• **Task prompt**: Run through the records and show each line that includes the string "mast".

• **Input material**:
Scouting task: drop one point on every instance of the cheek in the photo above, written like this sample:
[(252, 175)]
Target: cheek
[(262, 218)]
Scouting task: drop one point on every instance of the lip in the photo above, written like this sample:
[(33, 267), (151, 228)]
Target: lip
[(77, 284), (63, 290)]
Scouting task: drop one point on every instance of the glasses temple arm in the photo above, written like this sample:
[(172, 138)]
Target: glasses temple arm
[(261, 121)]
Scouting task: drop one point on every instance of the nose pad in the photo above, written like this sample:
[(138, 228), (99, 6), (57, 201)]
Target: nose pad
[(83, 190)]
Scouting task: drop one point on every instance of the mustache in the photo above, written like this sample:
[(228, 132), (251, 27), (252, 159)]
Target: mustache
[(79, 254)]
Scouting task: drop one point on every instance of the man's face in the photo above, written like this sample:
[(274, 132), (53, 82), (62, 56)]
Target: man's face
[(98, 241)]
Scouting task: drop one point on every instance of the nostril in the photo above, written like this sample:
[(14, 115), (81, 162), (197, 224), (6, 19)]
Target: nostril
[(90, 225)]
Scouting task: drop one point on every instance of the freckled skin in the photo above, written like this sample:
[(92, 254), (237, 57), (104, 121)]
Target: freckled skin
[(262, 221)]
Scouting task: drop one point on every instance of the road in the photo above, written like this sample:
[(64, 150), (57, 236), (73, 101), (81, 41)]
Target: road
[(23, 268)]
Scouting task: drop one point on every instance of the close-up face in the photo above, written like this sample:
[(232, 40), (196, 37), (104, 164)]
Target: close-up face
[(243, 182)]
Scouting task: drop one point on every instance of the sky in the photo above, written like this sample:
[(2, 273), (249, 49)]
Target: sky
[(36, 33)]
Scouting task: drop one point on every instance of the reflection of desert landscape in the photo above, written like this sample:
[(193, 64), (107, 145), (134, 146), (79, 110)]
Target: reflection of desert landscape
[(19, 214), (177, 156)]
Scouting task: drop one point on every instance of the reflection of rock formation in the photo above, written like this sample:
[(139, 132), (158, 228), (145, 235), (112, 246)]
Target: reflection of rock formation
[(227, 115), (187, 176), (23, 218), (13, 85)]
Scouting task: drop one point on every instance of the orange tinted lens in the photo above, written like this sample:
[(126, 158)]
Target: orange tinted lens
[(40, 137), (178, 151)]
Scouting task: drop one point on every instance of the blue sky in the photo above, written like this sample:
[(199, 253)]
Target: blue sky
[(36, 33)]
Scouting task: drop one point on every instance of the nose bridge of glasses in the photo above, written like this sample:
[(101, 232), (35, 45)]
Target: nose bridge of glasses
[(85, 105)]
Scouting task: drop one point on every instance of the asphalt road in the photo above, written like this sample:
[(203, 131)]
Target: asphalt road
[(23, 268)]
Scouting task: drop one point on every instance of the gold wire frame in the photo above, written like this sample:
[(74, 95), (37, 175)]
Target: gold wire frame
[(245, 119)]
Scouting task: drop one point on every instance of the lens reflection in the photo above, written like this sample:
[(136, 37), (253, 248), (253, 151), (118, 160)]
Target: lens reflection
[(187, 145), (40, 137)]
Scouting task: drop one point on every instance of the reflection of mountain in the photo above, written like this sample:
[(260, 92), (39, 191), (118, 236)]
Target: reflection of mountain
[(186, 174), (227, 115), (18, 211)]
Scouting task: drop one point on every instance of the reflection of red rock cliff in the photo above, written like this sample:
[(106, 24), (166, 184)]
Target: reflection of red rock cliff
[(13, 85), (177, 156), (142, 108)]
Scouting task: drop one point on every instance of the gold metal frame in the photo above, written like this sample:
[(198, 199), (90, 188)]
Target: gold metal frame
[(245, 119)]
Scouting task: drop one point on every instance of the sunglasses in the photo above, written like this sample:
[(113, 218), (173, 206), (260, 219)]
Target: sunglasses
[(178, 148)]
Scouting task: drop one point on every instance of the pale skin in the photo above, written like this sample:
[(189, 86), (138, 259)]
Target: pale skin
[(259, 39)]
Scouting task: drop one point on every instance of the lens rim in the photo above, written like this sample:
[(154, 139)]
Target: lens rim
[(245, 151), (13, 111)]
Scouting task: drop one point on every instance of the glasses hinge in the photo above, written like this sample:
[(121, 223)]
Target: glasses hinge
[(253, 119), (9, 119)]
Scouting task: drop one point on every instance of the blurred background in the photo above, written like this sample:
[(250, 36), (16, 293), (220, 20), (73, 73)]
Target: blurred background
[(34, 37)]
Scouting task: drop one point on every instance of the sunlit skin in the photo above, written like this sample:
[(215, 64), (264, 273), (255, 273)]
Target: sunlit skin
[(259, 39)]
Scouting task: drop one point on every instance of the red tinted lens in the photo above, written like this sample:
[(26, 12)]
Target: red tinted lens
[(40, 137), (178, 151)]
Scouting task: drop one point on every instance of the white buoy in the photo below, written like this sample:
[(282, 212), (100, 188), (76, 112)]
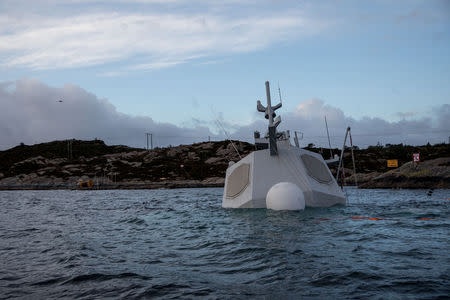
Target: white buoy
[(285, 196)]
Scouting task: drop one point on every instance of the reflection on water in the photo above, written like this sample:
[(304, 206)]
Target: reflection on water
[(181, 243)]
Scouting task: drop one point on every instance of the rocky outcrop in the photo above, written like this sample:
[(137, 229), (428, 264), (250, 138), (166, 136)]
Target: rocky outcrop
[(199, 165), (202, 164), (425, 175)]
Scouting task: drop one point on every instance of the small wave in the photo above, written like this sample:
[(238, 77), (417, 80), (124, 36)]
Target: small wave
[(135, 220), (103, 277), (336, 279), (162, 290)]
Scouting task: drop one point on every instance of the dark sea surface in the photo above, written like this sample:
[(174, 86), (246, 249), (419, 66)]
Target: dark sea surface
[(134, 244)]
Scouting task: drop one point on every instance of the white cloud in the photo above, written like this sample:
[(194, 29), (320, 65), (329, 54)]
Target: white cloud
[(32, 113), (150, 39)]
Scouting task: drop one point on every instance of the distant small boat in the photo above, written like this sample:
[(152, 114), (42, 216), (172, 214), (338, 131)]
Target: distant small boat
[(279, 175)]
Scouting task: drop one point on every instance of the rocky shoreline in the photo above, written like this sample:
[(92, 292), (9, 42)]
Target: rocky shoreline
[(48, 166)]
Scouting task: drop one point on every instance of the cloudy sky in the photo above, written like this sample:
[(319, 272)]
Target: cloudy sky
[(187, 71)]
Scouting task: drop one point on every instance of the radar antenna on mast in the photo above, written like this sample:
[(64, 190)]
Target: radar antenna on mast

• **Written solution**:
Scouting task: drop one point on every instance of the radar antenna on mast in the photo above, written like this sample:
Target: radar antenna on mast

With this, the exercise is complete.